Detection examples
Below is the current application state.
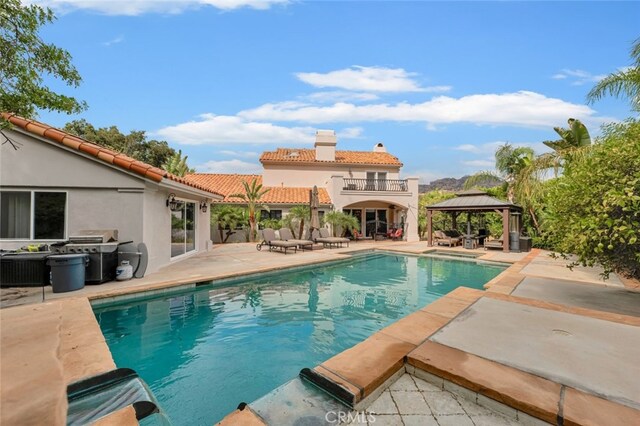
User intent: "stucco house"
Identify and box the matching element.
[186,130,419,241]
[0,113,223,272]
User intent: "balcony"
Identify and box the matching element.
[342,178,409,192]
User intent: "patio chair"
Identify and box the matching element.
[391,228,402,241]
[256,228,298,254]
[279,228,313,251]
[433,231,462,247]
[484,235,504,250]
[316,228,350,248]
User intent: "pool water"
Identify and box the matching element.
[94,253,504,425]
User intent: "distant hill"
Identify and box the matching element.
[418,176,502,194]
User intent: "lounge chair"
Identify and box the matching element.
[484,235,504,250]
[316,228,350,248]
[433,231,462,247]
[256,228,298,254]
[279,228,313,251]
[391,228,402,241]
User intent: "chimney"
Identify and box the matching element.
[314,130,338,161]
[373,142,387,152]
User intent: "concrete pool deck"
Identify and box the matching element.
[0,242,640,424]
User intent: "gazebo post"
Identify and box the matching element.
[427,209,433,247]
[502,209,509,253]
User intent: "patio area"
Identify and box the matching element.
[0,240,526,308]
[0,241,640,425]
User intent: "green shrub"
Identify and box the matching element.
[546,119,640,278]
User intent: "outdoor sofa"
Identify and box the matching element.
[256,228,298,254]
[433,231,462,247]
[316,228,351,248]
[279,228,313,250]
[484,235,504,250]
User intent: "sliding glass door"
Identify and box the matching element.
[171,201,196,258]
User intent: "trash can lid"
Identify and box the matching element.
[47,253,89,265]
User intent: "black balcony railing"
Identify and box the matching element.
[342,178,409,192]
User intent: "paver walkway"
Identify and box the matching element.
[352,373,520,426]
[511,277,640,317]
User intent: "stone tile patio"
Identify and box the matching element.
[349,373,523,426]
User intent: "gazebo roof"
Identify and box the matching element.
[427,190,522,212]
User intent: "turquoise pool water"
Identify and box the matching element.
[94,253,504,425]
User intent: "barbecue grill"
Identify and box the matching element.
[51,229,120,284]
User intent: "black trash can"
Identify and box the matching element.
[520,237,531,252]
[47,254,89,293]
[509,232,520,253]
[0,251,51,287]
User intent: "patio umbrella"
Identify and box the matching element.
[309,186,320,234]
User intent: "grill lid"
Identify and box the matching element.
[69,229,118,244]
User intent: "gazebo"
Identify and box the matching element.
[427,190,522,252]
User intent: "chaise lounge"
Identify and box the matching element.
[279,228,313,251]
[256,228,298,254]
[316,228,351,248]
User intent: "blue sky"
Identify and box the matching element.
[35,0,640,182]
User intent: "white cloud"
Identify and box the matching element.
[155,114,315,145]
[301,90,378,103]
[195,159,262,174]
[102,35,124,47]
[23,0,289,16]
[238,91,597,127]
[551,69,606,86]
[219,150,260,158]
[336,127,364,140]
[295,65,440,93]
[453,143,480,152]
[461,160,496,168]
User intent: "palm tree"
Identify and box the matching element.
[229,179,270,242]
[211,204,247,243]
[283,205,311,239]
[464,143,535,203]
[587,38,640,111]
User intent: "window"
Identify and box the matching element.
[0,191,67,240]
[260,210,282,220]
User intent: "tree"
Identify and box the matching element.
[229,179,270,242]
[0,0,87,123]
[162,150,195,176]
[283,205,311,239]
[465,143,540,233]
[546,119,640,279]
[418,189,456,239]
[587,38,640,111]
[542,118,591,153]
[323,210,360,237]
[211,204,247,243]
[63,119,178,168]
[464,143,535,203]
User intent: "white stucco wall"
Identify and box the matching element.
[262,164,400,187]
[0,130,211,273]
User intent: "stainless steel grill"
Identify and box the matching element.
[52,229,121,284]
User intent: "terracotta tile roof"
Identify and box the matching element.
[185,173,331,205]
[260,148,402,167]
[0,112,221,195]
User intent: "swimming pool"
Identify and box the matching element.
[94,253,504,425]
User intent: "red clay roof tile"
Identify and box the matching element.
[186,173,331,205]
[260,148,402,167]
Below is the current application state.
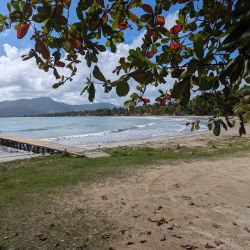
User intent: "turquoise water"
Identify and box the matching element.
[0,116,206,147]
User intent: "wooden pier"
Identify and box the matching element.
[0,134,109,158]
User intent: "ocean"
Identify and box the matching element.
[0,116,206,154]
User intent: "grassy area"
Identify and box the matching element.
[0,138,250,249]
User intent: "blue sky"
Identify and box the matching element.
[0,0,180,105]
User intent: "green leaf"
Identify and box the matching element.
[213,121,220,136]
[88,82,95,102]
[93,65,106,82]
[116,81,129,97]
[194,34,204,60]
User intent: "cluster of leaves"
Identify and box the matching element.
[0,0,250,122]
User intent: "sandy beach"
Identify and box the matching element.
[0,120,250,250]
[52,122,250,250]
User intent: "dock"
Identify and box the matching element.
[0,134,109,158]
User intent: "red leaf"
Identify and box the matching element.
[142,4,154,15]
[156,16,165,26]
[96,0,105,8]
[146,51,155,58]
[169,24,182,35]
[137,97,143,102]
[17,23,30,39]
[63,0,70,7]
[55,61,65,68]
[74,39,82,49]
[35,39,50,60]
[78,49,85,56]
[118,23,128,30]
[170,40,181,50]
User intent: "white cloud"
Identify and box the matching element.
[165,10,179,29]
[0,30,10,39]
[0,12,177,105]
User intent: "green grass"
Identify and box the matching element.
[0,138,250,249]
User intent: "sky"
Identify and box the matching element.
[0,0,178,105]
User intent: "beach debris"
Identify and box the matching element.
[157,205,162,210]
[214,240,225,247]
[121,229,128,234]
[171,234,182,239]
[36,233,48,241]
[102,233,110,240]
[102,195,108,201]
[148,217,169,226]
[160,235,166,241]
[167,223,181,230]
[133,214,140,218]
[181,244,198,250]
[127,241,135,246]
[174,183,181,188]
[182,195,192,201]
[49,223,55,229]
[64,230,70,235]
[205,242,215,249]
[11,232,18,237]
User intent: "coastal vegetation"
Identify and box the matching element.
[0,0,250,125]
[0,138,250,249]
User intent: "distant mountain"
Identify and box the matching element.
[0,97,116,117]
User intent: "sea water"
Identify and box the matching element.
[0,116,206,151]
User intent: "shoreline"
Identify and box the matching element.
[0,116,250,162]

* * *

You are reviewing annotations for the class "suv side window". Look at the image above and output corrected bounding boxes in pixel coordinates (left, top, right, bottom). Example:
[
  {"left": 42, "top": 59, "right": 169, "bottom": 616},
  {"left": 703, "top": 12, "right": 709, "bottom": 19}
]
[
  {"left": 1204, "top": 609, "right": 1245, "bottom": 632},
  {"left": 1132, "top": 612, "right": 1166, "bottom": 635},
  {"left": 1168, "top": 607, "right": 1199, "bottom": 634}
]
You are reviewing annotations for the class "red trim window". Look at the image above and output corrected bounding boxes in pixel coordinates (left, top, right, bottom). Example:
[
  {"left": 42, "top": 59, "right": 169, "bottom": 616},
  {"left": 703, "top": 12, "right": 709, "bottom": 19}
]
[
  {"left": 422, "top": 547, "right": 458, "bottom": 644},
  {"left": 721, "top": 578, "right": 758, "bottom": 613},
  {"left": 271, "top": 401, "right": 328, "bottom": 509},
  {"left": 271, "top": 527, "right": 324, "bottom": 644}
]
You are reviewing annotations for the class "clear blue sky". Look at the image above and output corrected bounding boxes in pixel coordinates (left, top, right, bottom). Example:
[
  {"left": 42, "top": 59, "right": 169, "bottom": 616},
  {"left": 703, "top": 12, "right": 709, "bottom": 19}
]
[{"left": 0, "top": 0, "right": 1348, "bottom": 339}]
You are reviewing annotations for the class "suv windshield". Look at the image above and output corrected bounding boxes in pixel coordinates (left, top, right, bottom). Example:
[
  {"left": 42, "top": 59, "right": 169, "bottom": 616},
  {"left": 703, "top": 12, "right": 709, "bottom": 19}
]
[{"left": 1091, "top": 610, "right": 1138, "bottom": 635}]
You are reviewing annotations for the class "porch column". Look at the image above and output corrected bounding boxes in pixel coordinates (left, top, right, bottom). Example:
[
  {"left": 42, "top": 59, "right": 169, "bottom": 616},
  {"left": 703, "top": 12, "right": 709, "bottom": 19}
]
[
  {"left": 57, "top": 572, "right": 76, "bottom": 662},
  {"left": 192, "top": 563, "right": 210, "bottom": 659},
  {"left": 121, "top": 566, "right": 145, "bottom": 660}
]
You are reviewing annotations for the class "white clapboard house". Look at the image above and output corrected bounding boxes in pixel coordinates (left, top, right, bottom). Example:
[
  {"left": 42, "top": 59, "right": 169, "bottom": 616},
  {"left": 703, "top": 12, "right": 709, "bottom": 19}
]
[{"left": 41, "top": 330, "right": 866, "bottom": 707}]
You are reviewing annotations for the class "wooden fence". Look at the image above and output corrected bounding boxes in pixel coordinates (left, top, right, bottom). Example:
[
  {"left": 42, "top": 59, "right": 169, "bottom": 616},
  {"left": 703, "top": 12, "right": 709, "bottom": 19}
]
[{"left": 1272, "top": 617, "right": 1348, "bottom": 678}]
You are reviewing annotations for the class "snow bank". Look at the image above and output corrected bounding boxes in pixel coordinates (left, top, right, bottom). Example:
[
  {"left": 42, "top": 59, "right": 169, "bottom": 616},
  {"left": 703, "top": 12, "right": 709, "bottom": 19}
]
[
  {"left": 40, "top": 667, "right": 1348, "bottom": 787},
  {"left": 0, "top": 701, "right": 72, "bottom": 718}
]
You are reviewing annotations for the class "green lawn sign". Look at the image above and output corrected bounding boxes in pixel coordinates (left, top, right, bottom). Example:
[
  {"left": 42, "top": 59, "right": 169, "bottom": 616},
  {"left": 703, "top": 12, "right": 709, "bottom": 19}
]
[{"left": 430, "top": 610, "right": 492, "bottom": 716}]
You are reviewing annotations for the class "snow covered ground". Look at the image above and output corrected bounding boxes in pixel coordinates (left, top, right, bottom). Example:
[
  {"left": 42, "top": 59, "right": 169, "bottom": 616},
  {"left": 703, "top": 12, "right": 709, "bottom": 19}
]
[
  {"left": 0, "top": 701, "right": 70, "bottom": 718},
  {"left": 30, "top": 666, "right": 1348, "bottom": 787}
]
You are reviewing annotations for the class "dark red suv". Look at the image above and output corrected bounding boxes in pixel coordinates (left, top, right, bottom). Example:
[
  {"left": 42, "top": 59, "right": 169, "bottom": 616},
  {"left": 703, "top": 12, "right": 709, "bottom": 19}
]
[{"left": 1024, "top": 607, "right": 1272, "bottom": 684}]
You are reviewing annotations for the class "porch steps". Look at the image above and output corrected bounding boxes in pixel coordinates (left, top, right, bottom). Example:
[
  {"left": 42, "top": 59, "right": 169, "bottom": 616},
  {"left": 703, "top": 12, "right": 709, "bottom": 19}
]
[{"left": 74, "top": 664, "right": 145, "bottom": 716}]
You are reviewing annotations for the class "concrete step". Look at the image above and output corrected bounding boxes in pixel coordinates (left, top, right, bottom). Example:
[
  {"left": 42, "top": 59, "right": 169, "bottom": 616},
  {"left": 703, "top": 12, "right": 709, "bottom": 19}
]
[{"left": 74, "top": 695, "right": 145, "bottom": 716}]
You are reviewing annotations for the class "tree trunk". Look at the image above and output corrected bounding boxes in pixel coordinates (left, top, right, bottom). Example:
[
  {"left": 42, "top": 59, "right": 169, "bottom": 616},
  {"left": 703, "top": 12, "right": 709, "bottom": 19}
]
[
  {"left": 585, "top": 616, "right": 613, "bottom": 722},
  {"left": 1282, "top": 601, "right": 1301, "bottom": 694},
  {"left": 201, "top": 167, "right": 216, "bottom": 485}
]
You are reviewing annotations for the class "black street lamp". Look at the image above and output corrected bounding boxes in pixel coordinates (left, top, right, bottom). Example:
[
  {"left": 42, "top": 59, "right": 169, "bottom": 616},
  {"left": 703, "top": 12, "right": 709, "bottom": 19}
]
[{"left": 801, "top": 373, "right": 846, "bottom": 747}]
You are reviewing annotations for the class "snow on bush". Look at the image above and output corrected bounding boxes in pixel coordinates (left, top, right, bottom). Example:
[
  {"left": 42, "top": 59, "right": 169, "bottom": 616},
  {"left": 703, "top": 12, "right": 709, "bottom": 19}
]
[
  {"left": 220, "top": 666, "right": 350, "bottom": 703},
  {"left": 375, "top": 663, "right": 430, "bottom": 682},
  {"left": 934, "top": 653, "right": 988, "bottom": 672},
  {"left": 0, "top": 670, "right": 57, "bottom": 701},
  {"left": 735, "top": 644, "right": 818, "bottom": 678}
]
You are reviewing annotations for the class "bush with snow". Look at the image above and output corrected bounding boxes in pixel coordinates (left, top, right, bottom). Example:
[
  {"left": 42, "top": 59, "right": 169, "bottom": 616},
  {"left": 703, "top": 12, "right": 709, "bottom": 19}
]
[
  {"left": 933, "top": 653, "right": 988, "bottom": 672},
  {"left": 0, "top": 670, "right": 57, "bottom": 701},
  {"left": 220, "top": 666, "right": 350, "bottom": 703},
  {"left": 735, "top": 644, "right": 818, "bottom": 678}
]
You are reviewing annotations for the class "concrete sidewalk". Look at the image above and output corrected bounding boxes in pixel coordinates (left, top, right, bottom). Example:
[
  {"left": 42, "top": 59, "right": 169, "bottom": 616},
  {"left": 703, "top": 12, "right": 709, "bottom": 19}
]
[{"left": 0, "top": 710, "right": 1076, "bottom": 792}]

### REQUIRED WORK
Pull out every line above that contains the word "beach". Case counts.

### SOLUTION TO THIS TASK
User intent: "sandy beach"
User intent: "beach debris"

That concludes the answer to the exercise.